**Given text**

——

B&B Italia Home: Defined by products such as the Up Series Chair by Gaetano Pesce, the Charles Sofa by Antonio Citterio, Tufty Time by Patricia Urquiola and The Moon System Sofa by Zaha Hadid, the B&B Italia Home Collection is the base upon which the company was built.

Maxalto: The Maxalto Collection was established in 1975. The collection includes products with shapes drawing inspiration from the typologies and styles of French design between the two World Wars. Maxalto is a line of interior furnishings designed and coordinated by Antonio Citterio.  Maxalto is often sold within B&B Italia stores but has in the last decade established itself more and more as its own brand. The first stand alone Maxalto store opened in Paris, France. In 2008 the first monobrand store in the US opened in Chicago, Illinois, followed soon after by Miami, Florida.

There are four collections within Maxalto: Apta, Simplice, AC and, released in 2010, Acro.  Maxalto was featured in 2008 in the James Bond film Quantum of Solace.

B&B Italia Outdoor: Designed for indoor/outdoor living. It started with Canasta by Patricia Urquiola in 2007. Since then, the collection has grown to include pieces by Jean-Marie Massaud and Marcel Wanders in addition to new pieces by Patricia Urquiola and Atelier Oï. New products for the line are being designed by Naoto Fukasawa and Antonio Citterio.

B&B Italia Project: The Project Collection is a range of tables, chairs and soft seating for the contract market. It is often used in workplaces, restaurants, hotels, and public spaces.

——

**Requirement A**
According to the text on B&B Italia collections, in what year was the Maxalto Collection established?

**Records to process**
——

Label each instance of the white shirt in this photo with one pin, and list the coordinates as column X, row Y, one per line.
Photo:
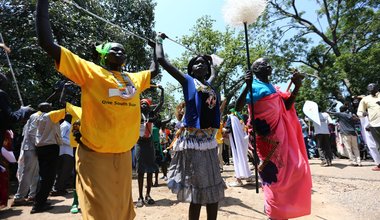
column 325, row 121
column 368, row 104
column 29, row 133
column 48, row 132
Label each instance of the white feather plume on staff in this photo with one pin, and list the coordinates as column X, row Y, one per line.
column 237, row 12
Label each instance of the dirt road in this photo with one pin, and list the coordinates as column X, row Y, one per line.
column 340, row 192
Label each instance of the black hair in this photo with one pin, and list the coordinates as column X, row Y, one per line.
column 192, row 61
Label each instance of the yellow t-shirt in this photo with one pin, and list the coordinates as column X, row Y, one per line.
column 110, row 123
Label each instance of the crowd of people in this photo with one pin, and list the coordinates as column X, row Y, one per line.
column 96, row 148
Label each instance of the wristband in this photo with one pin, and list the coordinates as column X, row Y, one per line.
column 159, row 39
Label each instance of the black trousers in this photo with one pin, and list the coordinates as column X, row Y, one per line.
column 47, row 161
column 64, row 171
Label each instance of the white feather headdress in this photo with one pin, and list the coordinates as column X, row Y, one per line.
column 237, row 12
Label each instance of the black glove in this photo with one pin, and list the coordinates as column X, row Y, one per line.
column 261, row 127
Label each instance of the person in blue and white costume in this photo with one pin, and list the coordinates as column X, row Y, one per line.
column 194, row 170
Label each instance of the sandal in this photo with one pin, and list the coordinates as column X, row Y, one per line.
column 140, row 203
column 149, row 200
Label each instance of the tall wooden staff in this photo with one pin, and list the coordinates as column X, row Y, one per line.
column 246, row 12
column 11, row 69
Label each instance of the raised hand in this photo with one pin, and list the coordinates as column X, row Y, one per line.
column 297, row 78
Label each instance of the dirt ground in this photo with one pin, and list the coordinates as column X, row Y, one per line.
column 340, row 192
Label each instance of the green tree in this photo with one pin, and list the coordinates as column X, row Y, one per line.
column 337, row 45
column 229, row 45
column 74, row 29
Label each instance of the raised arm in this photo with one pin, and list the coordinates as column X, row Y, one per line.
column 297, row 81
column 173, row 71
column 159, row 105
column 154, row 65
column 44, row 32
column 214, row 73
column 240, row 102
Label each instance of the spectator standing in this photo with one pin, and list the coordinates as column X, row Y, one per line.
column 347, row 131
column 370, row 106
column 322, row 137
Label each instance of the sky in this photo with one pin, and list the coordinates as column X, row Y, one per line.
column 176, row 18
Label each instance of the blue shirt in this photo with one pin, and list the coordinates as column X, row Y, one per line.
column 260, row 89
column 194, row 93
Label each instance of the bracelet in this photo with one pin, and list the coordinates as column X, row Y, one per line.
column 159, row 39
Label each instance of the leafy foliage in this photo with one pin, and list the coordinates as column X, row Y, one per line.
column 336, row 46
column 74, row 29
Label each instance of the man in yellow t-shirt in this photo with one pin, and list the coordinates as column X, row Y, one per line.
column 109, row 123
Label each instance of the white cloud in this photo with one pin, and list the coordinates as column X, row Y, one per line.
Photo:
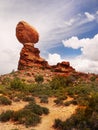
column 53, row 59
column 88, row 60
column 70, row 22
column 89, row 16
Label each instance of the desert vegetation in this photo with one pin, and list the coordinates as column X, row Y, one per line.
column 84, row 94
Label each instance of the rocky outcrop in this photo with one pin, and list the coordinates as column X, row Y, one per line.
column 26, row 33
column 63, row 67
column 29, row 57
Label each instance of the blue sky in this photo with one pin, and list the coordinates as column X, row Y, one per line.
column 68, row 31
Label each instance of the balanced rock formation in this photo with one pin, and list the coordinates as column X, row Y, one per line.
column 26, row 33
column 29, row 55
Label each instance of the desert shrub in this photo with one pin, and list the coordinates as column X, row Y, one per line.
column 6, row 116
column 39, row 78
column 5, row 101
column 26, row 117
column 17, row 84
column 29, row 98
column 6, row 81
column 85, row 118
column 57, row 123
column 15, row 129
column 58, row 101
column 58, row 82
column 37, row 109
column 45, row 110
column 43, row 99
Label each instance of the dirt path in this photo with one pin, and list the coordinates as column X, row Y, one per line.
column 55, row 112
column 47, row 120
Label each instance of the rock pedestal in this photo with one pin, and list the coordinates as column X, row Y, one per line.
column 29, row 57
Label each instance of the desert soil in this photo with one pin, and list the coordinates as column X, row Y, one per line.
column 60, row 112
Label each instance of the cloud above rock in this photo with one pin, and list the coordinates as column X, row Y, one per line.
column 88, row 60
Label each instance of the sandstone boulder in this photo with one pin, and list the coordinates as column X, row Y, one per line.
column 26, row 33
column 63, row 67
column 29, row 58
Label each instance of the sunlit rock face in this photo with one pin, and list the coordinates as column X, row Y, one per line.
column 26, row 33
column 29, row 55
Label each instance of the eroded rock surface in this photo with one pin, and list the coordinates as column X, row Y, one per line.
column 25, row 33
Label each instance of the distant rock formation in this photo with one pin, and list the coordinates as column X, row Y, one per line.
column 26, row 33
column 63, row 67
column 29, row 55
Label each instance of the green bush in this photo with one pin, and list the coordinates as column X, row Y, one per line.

——

**Requirement B**
Reproduce word for word the lines of the listing that begin at the line containing "Label each instance of the black glove" and end after the line containing "column 297, row 78".

**Solution A**
1975

**Solution B**
Label each instance of the black glove in this photo with one pin, and list the coordinates as column X, row Y, one per line.
column 261, row 127
Label each instance of the person in blue and white costume in this photo with one pin, and list the coordinates as column X, row Y, one per line.
column 194, row 170
Label each instance of the sandal in this photo with one pin, and list the coordinates as column X, row Y, one per line.
column 140, row 203
column 149, row 200
Label each instance of the tall wooden staff in this photo with one pin, and list the coordinates as column X, row Y, one per line.
column 246, row 12
column 11, row 69
Label each instance of the raised hand in this photo with one pin, and list the coordinates as column X, row Y, one per line.
column 297, row 78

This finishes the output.